— Prompt —
Treat the line containing "Practice. Put a dot on the floating" as the first line of the answer and the last line of the data as its final line, reproducing every line between exactly.

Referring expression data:

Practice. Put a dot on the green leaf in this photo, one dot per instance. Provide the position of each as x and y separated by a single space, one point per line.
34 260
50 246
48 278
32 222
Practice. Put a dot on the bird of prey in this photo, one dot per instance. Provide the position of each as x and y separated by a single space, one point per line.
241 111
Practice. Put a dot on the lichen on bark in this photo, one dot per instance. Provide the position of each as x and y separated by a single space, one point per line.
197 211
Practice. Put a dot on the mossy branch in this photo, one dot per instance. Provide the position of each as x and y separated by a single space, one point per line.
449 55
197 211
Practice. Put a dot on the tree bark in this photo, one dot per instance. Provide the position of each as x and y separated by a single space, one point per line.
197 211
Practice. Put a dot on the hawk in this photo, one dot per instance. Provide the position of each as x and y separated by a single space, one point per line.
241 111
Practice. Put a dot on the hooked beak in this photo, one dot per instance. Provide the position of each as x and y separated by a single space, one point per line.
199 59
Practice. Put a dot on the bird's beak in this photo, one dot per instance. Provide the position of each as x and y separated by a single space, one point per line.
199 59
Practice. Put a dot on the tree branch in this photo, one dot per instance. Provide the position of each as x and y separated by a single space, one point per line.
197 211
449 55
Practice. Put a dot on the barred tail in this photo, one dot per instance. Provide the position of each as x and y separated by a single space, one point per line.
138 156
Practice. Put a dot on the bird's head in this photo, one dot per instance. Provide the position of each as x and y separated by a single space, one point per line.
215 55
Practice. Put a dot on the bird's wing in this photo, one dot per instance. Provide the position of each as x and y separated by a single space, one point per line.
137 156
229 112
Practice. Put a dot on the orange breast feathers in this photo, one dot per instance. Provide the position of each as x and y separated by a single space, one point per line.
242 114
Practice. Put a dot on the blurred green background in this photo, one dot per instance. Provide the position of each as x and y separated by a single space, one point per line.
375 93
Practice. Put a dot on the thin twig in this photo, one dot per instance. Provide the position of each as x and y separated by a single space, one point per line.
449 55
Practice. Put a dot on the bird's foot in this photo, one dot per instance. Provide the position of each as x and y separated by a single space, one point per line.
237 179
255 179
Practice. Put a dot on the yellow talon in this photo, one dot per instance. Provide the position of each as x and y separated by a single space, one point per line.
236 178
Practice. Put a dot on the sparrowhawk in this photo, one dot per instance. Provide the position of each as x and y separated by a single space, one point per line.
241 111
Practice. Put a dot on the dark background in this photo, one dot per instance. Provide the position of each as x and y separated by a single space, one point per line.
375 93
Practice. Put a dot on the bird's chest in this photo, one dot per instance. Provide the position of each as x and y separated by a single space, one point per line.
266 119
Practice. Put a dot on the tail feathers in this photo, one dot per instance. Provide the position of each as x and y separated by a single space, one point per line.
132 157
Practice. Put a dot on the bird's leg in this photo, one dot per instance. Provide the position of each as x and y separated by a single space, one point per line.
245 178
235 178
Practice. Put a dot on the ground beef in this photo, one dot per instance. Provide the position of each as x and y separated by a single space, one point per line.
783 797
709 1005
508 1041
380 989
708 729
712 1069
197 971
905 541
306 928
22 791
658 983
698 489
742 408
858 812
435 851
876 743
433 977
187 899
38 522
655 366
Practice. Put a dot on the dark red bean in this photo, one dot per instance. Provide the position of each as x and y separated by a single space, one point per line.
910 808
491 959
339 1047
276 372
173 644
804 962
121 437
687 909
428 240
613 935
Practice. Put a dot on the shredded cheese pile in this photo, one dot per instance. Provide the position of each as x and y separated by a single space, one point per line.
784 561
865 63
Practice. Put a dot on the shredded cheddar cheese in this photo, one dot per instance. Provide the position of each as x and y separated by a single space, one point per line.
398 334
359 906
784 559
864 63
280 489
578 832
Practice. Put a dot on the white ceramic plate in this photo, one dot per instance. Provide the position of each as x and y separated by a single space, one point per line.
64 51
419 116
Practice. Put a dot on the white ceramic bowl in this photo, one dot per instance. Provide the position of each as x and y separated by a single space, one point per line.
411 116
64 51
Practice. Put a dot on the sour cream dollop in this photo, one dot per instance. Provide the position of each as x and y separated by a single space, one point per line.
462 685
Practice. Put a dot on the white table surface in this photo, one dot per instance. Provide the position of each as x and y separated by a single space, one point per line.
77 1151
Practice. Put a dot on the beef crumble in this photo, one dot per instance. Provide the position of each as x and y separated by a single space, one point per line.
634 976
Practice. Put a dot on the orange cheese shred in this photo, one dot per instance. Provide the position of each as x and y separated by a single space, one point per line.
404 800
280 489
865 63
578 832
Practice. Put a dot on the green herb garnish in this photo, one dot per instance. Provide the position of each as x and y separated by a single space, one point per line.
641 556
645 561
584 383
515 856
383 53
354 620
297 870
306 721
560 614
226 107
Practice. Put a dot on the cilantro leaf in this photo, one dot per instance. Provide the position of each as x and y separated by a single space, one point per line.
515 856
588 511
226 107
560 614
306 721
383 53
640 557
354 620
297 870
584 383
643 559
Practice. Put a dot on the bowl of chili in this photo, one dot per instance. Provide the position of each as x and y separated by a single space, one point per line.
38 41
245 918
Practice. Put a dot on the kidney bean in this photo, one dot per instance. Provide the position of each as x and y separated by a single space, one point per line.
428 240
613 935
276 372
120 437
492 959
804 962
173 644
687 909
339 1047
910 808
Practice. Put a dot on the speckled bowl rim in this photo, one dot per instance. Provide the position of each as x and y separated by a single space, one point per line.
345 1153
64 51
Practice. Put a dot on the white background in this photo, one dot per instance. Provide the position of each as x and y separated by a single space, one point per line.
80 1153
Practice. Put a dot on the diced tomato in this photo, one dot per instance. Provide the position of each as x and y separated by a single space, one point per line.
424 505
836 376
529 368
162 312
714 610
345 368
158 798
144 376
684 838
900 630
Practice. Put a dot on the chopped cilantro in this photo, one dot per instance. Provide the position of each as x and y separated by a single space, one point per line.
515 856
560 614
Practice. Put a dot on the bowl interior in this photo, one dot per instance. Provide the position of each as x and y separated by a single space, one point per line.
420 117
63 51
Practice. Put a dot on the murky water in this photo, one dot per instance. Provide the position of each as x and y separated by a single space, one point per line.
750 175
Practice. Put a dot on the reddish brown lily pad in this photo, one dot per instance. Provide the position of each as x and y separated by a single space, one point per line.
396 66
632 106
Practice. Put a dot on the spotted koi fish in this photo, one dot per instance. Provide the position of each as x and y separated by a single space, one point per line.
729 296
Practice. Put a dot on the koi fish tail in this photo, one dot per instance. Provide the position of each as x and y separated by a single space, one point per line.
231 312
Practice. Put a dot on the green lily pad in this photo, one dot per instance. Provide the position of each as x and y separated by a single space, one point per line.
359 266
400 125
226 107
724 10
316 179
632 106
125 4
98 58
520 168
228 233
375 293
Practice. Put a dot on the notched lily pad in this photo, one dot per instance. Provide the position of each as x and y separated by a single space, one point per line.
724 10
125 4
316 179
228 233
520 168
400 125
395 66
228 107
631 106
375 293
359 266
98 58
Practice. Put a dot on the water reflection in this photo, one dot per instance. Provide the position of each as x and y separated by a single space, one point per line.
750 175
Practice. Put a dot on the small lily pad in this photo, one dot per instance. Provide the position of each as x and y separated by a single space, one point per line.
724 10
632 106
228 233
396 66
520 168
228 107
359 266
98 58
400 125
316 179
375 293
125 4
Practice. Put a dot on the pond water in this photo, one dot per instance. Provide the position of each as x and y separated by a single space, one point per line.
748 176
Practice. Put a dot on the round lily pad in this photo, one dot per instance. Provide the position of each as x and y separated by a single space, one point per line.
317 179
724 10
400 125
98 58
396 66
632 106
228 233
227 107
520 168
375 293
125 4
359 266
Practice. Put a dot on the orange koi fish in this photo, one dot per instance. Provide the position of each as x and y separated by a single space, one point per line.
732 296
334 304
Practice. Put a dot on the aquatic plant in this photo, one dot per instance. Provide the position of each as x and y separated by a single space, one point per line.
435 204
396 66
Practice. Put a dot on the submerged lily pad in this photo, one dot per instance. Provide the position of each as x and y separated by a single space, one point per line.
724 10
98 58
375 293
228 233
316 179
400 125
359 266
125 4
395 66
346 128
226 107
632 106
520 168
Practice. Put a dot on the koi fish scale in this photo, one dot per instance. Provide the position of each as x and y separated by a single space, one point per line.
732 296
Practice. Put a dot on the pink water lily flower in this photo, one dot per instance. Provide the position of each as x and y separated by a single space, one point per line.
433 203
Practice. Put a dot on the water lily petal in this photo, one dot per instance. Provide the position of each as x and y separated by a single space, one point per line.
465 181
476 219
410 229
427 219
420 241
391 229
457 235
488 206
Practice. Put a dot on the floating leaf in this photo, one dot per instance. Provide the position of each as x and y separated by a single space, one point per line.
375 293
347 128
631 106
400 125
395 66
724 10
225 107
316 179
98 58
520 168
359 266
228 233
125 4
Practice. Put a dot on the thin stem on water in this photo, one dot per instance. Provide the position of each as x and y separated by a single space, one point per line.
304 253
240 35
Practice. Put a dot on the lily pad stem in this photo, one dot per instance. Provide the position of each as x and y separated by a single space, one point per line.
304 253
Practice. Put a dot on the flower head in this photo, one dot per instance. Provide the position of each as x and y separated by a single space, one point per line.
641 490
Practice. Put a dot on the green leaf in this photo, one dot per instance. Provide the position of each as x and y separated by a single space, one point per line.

— Answer to the problem —
Practice. Put a dot on the floating leaf in this photo, one dot per instance. Provide the position of each as x and y separated by a single space, one point per line.
375 293
347 128
631 106
400 125
395 66
724 10
225 107
316 179
98 58
520 168
359 266
228 233
125 4
Practice. Put a dot on the thin stem on water in this photo, one dot per instance. Provide the position of each as x and y separated by a single space, one point per line.
304 253
240 35
Practice. Put a dot on the lily pad stem in this photo, one dot per instance. Provide the position of each as x and y separated by a single space, one point per line.
304 253
Practice. Put a dot on the flower head in this photo, one dot per instance. Provide the position of each as x and y separated by a single space, one point per line.
641 490
Practice. Put a dot on the green leaf in this photo, one dot per instance. Provide the position of each as x and y separated by a single space, one point per line.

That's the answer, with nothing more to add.